## EXCERTO DO TEXTO
★ ★ ★

Durante a minha citadina infância, não era raro ver cães e gatos deambulando pelas ruas, sem casa.

Nós víamos porque também vivíamos na rua, brincando ao ar livre, nos jardins, pátios, mesmo em pleno arruamento, por vezes. Em jogos animados, cheios de movimento.

Nas traseiras dos prédios, por cima dos telhados das garagens e pequenos edifícios de arrumações, garbosamente se passeavam gatos e gatas. Estas, por vezes, pariam por ali e não era raro que alguém se encarregasse de dar cabo dos recém-nascidos. A maior parte das vezes, por afogamento ou asfixia, fechando as pequenas crias em sacos de plástico mandados para os caixotes de lixo.

Pelos passeios fora surgiam pequenos rafeiros farejando em busca de comida. Vinham e iam, partiam, desapareciam, não sei para onde. Quase sempre sozinhos; por vezes formando matilhas que causavam agitação e medo, com comportamentos agressivos e ali mesmo copulando, havendo cadela com cio. Para nós, miúdos, era estranho. Não percebíamos o ato mas adivinhávamos qualquer coisa que envolvia o sentimento de vergonha.

Havia, claro, quem tivesse “animais de estimação”. Viviam sobretudo em casotas, acorrentados, fechados em compartimentos, sem conviver com as famílias proprietárias. Eram coisas que se tinham como quem tem um automóvel ou uma televisão.

Os animais não eram questão. Não havia filosofia que refletisse sobre a sua existência nem quem se preocupasse com o seu bem-estar, de forma abstrata. Os cuidados eram individualizados. E mínimos.

Hoje, além de leis sobre o modo de tratar os animais de companhia, existe uma disciplina filosófica que se designa por “Ética Animal”. (Pessoalmente, considero que se diria melhor do que trata se lhe chamássemos “Ética para com os Animais”, pois somos nós, animais humanos, que pensamos agora com profundidade sobre o comportamento correto que devemos adotar para com os outros animais).

Dedico boa parte do meu tempo à leitura e reflexão pessoal sobre este problema. E não me pacificam as cogitações que realizo. Não encontro coerência no facto de constatar a existência das cadeias alimentares e preferir não comprar, nem cozinhar, nem ingerir alimentos que contenham carne (dada a senciência – capacidade de sentir – dos mamíferos).

E não sei se tem fundamento o sacrifício a que a minha família se sujeita ao coabitar com cinco mamíferos que foram abandonados e depois adotados por nós: passando por cima da questão das inevitáveis e abundantes despesas, será correto, para mim e para os meus familiares, sujeitarmo-nos a conviver com pelos a pulular por todos os sítios, maus cheiros, tarefas de limpeza que nos roubam (roubam?) tempo e energia?

Serão eles, bichos adotados, mais felizes aqui, connosco? Seriam mais felizes, mais “naturais”, aqueles que circulavam por telhados e ruas, na minha infância? E os maus-tratos de que eram, muitas vezes, vítimas?

Apedrejados, queimados, atropelados, violentamente colhidos pelas carrinhas camarárias que os levavam para os canis, onde eram (são?) eliminados quando há (quando é que não há?) excesso de “residentes”?

A nossa relação com os (outros) animais requer prolongadas reflexões, demorados e cuidadosos debates. A este tema voltarei.

★ ★ ★

## INSTRUÇÕES DO EXERCÍCIO
Transcreva o trecho do texto sobre os animais que começa em "Serão eles, bichos" e termina após "muitas vezes, vítimas?", substituindo "bichos adotados" por "animais acolhidos". Os itens que se seguem provêm de outra fonte.

[Registos de dados guardados]

★ ★ ★

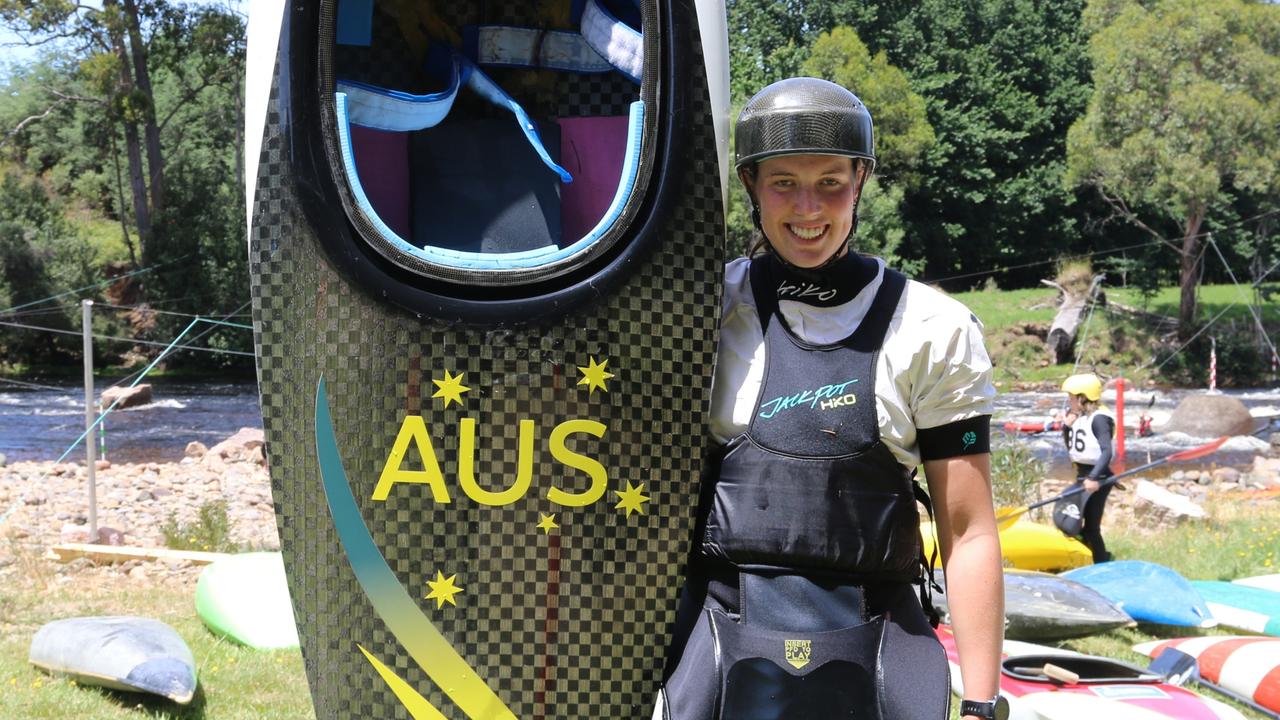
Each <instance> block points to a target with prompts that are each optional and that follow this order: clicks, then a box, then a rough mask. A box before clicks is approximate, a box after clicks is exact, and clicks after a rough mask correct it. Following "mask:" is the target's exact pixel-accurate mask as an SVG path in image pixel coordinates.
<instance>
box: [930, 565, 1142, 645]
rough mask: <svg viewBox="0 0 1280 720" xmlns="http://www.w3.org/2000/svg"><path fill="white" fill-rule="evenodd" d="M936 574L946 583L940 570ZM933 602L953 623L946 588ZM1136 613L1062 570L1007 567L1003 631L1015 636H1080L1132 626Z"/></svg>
mask: <svg viewBox="0 0 1280 720" xmlns="http://www.w3.org/2000/svg"><path fill="white" fill-rule="evenodd" d="M934 578H936V579H937V580H938V584H941V585H942V587H943V588H946V583H945V582H943V578H942V571H941V570H936V571H934ZM934 605H937V606H938V610H940V611H941V612H942V614H943V621H945V623H950V618H948V616H947V615H948V614H947V609H946V592H945V589H943V593H941V596H936V597H934ZM1133 624H1134V621H1133V619H1132V618H1129V615H1128V614H1125V611H1124V610H1120V609H1119V607H1117V606H1116V605H1115V603H1114V602H1111V601H1110V600H1107V598H1106V597H1103V596H1102V594H1100V593H1098V592H1097V591H1094V589H1092V588H1088V587H1085V585H1082V584H1080V583H1076V582H1073V580H1069V579H1066V578H1062V577H1060V575H1050V574H1047V573H1036V571H1032V570H1009V569H1006V570H1005V637H1006V638H1009V639H1016V641H1056V639H1068V638H1082V637H1085V635H1092V634H1097V633H1105V632H1107V630H1111V629H1115V628H1124V626H1132V625H1133Z"/></svg>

★ ★ ★

## RESPOSTA À TAREFA
Serão eles, animais acolhidos, mais felizes aqui, connosco? Seriam mais felizes, mais “naturais”, aqueles que circulavam por telhados e ruas, na minha infância? E os maus-tratos de que eram, muitas vezes, vítimas?